**Written problem:** Extract every line starting at the line that contains "[locate] the white cardboard" and ending with the final line of the data, inclusive; give only those lines, word for word.

****************

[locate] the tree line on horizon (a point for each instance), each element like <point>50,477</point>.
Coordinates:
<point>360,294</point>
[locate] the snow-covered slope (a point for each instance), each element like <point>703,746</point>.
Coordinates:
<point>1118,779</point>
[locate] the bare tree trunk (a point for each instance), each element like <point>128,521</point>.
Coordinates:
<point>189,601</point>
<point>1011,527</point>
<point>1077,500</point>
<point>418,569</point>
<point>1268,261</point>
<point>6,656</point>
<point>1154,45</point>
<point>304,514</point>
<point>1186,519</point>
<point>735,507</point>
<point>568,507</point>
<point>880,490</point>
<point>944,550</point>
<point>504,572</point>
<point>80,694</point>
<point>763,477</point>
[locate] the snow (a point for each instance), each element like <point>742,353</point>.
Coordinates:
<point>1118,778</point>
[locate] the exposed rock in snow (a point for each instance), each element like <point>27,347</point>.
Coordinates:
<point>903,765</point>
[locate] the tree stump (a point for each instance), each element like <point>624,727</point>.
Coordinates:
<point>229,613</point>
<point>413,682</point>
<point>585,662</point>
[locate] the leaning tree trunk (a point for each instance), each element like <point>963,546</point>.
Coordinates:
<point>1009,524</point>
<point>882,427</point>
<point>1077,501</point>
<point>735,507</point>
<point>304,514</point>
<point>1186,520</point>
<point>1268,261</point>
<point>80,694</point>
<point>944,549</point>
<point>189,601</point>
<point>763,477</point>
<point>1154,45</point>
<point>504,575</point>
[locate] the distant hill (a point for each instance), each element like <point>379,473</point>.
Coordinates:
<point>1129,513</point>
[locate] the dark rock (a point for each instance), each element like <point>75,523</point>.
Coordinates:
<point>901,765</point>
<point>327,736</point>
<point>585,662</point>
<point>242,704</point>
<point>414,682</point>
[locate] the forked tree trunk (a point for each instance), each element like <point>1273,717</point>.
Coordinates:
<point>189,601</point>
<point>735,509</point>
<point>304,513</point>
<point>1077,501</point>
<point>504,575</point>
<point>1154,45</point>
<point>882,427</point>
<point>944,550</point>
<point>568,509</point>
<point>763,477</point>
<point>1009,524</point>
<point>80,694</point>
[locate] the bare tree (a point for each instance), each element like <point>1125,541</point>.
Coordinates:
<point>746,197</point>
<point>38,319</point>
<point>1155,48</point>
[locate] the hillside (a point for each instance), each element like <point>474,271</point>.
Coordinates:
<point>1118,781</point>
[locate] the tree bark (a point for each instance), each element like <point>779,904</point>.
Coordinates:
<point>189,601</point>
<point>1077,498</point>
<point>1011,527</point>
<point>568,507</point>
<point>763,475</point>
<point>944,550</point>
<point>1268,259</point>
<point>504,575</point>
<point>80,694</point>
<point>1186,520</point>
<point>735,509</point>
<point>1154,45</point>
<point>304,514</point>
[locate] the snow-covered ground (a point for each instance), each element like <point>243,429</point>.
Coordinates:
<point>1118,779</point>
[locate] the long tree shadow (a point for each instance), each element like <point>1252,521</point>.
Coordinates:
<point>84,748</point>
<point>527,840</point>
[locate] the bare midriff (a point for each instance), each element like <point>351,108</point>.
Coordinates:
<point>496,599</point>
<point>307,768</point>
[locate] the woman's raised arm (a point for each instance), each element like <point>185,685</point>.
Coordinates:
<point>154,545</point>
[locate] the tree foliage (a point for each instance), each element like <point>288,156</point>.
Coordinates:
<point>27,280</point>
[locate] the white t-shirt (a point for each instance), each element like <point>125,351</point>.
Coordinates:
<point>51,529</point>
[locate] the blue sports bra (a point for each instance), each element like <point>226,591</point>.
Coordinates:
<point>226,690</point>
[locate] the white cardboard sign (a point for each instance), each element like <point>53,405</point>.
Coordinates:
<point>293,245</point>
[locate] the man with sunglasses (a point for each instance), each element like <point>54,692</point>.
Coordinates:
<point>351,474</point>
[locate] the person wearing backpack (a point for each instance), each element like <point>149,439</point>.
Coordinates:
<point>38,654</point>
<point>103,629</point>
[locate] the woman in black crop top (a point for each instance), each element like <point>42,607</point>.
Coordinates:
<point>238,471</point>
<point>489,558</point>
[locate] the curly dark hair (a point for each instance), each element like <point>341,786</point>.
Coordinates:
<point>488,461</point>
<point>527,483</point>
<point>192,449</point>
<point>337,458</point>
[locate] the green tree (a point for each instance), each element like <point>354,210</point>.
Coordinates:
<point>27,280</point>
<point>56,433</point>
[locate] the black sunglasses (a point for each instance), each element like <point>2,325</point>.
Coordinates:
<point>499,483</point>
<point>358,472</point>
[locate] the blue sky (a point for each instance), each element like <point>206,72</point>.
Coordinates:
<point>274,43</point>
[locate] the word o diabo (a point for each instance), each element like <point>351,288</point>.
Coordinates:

****************

**Problem solution:**
[locate] the white cardboard sign (a point for each instance), each element like <point>53,405</point>.
Coordinates:
<point>293,245</point>
[locate] the man with sunglasses (a point for each instance), each element like <point>54,692</point>.
Coordinates:
<point>351,474</point>
[locate] the person wearing backpack (a point for each instance), each element like <point>149,439</point>.
Coordinates:
<point>38,654</point>
<point>103,629</point>
[locate] the woman in black crop top (a point for each instance), each element like <point>42,607</point>.
Coordinates:
<point>238,471</point>
<point>489,558</point>
[locate] the curly dark hair (a point for each instance), each element like <point>341,786</point>.
Coordinates:
<point>488,461</point>
<point>527,483</point>
<point>192,449</point>
<point>337,458</point>
[locate] the green tree (a point for each instance), each element like <point>354,210</point>.
Coordinates:
<point>27,280</point>
<point>56,433</point>
[locate] the black sunglasses (a point for each instance), each element like <point>2,325</point>.
Coordinates:
<point>499,483</point>
<point>358,472</point>
[locate] the blue sky (a point for each instance), each element like <point>206,72</point>.
Coordinates:
<point>274,43</point>
[locate] the word o diabo (a point for each instance), each element like <point>351,288</point>.
Coordinates:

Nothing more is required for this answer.